Impressões sobre a terceira edição do festival + Entrevista com Glue Trip.
E no último sábado rolou um dos eventos mais aguardados do ano pela cena underground paulista: o Fora da Casinha chegou em sua terceira edição e veio fechar as comemorações dos 10 anos da Casa do Mancha. Dessa vez o festival aconteceu na rua, de graça, debaixo de chuva e de sol, e envolto numa aura de resistência sócio-política onde o grito “fora temer” estava presente até nas pulseirinhas de identificação dos músicos e organizadores – mais udigrudi impossível.
A estrutura do festival estava bem simples e teve galera reclamando que faltaram opções de comida e bebida além dos ambulantes que passavam por ali. Até concordo que uns food trucks não fariam mal a ninguém e tal, porém o acesso a bares, lanchonetes e até mercados ali da região do Largo da Batata estava bem fácil, e assim era possível comprar uma cerveja decente e gelada por menos de 4 golpes por exemplo – incomparavelemente melhor do que pagar o triplo num suquinho de milho né?
^^^^
Escreva de novo, palavra por palavra, o texto acima sobre o festival Fora da Casinha, do começo ao fim.
^^^^
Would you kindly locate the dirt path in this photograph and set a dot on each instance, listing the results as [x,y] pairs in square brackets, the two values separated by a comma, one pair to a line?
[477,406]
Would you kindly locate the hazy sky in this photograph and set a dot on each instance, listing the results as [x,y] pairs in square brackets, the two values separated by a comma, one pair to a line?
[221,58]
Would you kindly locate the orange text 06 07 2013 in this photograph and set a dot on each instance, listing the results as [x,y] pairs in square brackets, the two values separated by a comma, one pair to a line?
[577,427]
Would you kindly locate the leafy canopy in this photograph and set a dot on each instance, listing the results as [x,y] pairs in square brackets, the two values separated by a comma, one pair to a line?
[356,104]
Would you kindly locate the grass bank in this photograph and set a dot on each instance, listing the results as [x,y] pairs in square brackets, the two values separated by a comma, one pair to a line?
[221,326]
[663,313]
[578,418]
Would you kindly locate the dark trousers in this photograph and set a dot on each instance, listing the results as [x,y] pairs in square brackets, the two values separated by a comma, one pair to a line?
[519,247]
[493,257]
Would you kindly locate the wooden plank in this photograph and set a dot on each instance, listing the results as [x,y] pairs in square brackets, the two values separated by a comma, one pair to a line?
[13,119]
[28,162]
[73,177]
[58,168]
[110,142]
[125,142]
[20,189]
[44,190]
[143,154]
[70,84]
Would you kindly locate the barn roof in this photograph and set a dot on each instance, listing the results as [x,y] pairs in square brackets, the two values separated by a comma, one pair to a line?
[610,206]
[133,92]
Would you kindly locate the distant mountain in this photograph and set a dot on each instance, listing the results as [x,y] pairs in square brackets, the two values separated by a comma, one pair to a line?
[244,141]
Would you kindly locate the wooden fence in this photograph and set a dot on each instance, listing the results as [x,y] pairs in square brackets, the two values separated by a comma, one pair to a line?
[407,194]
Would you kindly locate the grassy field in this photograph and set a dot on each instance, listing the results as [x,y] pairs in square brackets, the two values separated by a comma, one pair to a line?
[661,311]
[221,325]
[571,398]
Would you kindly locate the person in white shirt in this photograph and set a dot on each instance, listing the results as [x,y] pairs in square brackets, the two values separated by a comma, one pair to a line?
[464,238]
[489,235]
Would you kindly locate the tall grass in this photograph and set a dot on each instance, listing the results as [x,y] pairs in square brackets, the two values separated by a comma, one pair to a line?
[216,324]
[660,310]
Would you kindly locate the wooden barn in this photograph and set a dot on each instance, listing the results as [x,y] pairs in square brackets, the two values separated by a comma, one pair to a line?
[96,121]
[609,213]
^^^^
-- Tarefa concluída --
Impressões sobre a terceira edição do festival + Entrevista com Glue Trip.
E no último sábado rolou um dos eventos mais aguardados do ano pela cena underground paulista: o Fora da Casinha chegou em sua terceira edição e veio fechar as comemorações dos 10 anos da Casa do Mancha. Dessa vez o festival aconteceu na rua, de graça, debaixo de chuva e de sol, e envolto numa aura de resistência sócio-política onde o grito “fora temer” estava presente até nas pulseirinhas de identificação dos músicos e organizadores – mais udigrudi impossível.
A estrutura do festival estava bem simples e teve galera reclamando que faltaram opções de comida e bebida além dos ambulantes que passavam por ali. Até concordo que uns food trucks não fariam mal a ninguém e tal, porém o acesso a bares, lanchonetes e até mercados ali da região do Largo da Batata estava bem fácil, e assim era possível comprar uma cerveja decente e gelada por menos de 4 golpes por exemplo – incomparavelemente melhor do que pagar o triplo num suquinho de milho né?